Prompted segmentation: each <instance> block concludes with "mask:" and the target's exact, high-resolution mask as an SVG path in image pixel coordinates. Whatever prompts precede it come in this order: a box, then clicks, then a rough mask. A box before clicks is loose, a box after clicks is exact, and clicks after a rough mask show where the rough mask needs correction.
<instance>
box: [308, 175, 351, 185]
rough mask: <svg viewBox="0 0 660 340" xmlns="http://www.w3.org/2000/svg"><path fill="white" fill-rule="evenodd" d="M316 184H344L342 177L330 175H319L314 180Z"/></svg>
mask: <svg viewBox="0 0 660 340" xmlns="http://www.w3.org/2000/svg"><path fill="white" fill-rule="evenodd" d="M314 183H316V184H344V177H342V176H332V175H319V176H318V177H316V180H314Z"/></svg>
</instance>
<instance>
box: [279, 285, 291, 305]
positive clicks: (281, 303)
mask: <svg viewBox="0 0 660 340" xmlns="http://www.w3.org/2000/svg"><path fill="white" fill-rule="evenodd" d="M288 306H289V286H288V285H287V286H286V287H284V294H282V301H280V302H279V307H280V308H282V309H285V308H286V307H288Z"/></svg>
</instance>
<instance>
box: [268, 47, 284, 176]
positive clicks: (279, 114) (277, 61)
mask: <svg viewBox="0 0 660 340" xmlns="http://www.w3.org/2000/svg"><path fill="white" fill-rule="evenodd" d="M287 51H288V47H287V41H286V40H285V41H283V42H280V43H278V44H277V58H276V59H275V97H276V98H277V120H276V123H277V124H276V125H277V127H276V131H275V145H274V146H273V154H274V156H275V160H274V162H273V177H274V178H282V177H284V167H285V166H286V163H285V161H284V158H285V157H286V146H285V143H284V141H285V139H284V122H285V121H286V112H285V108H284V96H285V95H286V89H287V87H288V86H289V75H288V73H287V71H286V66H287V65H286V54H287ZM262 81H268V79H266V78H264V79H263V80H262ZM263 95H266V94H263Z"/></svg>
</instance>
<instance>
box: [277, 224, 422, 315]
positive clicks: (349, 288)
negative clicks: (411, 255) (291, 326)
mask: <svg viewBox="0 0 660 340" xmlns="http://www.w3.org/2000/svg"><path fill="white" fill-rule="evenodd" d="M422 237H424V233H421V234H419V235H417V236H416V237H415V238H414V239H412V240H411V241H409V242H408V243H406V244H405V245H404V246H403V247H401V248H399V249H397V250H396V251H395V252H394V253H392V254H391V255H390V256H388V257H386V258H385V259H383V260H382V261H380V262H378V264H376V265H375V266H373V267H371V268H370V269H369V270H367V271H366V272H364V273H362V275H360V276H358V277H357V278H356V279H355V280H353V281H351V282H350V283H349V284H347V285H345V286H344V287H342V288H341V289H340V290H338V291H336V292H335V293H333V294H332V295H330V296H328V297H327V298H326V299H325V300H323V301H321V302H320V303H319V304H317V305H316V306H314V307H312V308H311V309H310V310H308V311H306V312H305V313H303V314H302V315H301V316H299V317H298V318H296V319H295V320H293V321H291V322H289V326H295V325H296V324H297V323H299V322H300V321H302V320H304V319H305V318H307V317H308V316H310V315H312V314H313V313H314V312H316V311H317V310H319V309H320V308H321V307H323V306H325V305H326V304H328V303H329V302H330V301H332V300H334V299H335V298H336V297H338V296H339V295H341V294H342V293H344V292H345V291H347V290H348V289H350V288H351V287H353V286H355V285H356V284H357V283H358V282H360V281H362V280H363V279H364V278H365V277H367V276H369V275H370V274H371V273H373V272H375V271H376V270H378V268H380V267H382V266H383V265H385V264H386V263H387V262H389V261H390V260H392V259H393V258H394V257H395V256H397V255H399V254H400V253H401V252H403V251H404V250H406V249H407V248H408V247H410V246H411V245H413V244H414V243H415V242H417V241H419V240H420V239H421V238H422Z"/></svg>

WORK INSTRUCTION: Render every line of the items above as a Markdown table with the columns Row and Line, numbering the rows in order and omitting blank lines.

WRITTEN ANSWER:
| Row | Line |
|---|---|
| 1 | Prompted segmentation: each <instance> block concludes with "mask:" and the target's exact, high-resolution mask as an SVG path in image pixel coordinates. Whatever prompts precede it come in this order: a box, then clicks, then a rough mask. A box before clicks is loose, a box after clicks is exact, and clicks after a rough mask show where the rough mask needs correction. |
| 2 | <instance> |
| 3 | box: [308, 175, 351, 185] |
| 4 | rough mask: <svg viewBox="0 0 660 340" xmlns="http://www.w3.org/2000/svg"><path fill="white" fill-rule="evenodd" d="M316 184H344L342 177L330 175H319L314 180Z"/></svg> |
| 5 | mask: <svg viewBox="0 0 660 340" xmlns="http://www.w3.org/2000/svg"><path fill="white" fill-rule="evenodd" d="M314 183H316V184H344V177H342V176H332V175H319V176H318V177H316V180H314Z"/></svg> |
| 6 | </instance> |
| 7 | <instance> |
| 8 | box: [279, 285, 291, 305] |
| 9 | positive clicks: (281, 303) |
| 10 | mask: <svg viewBox="0 0 660 340" xmlns="http://www.w3.org/2000/svg"><path fill="white" fill-rule="evenodd" d="M288 306H289V286H288V285H287V286H286V287H284V294H282V301H280V302H279V307H280V308H282V309H285V308H286V307H288Z"/></svg> |
| 11 | </instance> |
| 12 | <instance> |
| 13 | box: [268, 47, 284, 176] |
| 14 | positive clicks: (279, 114) (277, 61) |
| 15 | mask: <svg viewBox="0 0 660 340" xmlns="http://www.w3.org/2000/svg"><path fill="white" fill-rule="evenodd" d="M287 51H288V47H287V41H286V40H285V41H283V42H280V43H278V44H277V58H276V59H275V97H276V98H277V120H276V123H277V124H276V125H277V127H276V131H275V145H274V146H273V154H274V156H275V160H274V162H273V177H274V178H282V177H284V167H285V166H286V163H285V161H284V158H285V157H286V146H285V143H284V141H285V139H284V122H285V121H286V112H285V108H284V96H285V95H286V89H287V87H288V86H289V75H288V73H287V71H286V66H287V65H286V54H287ZM262 81H268V79H266V78H264V79H263V80H262ZM263 95H266V94H263Z"/></svg> |
| 16 | </instance> |
| 17 | <instance> |
| 18 | box: [277, 224, 422, 315] |
| 19 | positive clicks: (349, 288) |
| 20 | negative clicks: (411, 255) (291, 326) |
| 21 | mask: <svg viewBox="0 0 660 340" xmlns="http://www.w3.org/2000/svg"><path fill="white" fill-rule="evenodd" d="M422 237H424V233H421V234H419V235H417V236H416V237H415V238H414V239H412V240H411V241H409V242H408V243H406V244H405V245H404V246H403V247H401V248H399V249H397V250H396V251H395V252H394V253H392V254H391V255H390V256H388V257H386V258H385V259H383V260H382V261H380V262H378V264H376V265H375V266H373V267H371V268H370V269H369V270H367V271H366V272H364V273H362V275H360V276H358V277H357V278H356V279H355V280H353V281H351V282H350V283H349V284H347V285H345V286H344V287H342V288H341V289H340V290H338V291H336V292H335V293H333V294H332V295H330V296H328V297H327V298H326V299H325V300H323V301H321V302H320V303H319V304H317V305H316V306H314V307H312V308H311V309H310V310H308V311H306V312H305V313H303V314H302V315H301V316H299V317H298V318H296V319H295V320H293V321H291V322H289V326H295V325H296V324H297V323H299V322H300V321H302V320H304V319H305V318H307V317H308V316H310V315H312V314H313V313H314V312H316V311H317V310H319V309H320V308H321V307H323V306H325V305H326V304H328V303H329V302H330V301H332V300H334V299H335V298H336V297H338V296H339V295H341V294H342V293H344V292H345V291H347V290H348V289H350V288H351V287H353V286H355V285H356V284H357V283H358V282H360V281H362V280H363V279H364V278H365V277H367V276H369V275H370V274H371V273H373V272H375V271H376V270H378V268H380V267H382V266H383V265H385V264H386V263H387V262H389V261H390V260H392V259H393V258H394V257H395V256H397V255H399V254H400V253H401V252H403V251H404V250H406V249H407V248H408V247H410V246H411V245H413V244H414V243H415V242H417V241H419V240H420V239H421V238H422Z"/></svg> |